- _Trecho fornecido_
----------
Por fim, na decisão da ADPF 770, que chancelou a possibilidade de os Estados e Municípios a adquirirem vacina, trouxe inovadora perspectiva constitucional. Resumidamente, em caso de descumprimento ou insuficiência do Plano Nacional de Operacionalização da Vacinação contra a Covid-19, estes "poderão dispensar às respectivas populações as vacinas das quais disponham". Observe-se: o descumprimento de um planejamento passa a ser fator disparador da competência constitucional. E, por outro lado, considerado inclusive os aspectos políticos envolvidos, torna-se uma sanção à União pela inobservância ou falibilidade do plano. 

Portanto, pode ser vista uma consolidação do planejamento como um método para o respeito ao desenvolvimento como direito fundamental de acesso a políticas públicas. E a responsabilidade do Estado passa a ser, mais do que um mecanismo indenizatório, uma forma de proteção e promoção dos direitos fundamentais.
----------
- _O que fazer_
Transcreva do trecho sobre a ADPF 770 a passagem que vai de "Por fim, na" até "falibilidade do plano.". Baseie-se apenas no trecho sobre a ADPF 770.

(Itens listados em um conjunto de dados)
----------
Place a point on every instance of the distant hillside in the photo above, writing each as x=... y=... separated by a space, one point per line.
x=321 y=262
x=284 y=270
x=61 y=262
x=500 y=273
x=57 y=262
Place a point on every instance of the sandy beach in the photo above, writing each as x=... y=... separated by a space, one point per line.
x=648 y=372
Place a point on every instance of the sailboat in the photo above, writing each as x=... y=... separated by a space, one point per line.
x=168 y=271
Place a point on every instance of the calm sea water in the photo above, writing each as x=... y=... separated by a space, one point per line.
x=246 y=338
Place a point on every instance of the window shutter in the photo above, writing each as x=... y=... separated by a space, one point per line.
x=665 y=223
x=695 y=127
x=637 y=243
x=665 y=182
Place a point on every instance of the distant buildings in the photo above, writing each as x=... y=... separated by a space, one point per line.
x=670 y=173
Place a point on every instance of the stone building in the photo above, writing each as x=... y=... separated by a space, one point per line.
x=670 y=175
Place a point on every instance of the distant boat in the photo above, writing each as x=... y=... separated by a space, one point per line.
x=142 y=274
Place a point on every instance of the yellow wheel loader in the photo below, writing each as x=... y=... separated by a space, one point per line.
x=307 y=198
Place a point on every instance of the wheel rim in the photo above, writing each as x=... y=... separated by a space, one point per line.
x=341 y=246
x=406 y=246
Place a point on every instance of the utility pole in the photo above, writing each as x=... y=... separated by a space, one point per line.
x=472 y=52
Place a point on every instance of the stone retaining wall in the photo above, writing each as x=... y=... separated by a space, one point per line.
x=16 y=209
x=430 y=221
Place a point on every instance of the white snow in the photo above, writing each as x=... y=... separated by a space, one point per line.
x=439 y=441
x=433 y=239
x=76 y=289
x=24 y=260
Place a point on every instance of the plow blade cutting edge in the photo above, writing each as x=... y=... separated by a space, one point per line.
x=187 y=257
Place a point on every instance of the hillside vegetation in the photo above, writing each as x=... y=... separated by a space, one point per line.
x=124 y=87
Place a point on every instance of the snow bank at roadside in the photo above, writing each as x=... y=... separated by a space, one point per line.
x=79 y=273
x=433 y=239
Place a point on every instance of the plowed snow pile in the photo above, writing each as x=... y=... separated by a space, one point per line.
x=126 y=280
----------
- _Área de resposta_
Por fim, na decisão da ADPF 770, que chancelou a possibilidade de os Estados e Municípios a adquirirem vacina, trouxe inovadora perspectiva constitucional. Resumidamente, em caso de descumprimento ou insuficiência do Plano Nacional de Operacionalização da Vacinação contra a Covid-19, estes "poderão dispensar às respectivas populações as vacinas das quais disponham". Observe-se: o descumprimento de um planejamento passa a ser fator disparador da competência constitucional. E, por outro lado, considerado inclusive os aspectos políticos envolvidos, torna-se uma sanção à União pela inobservância ou falibilidade do plano.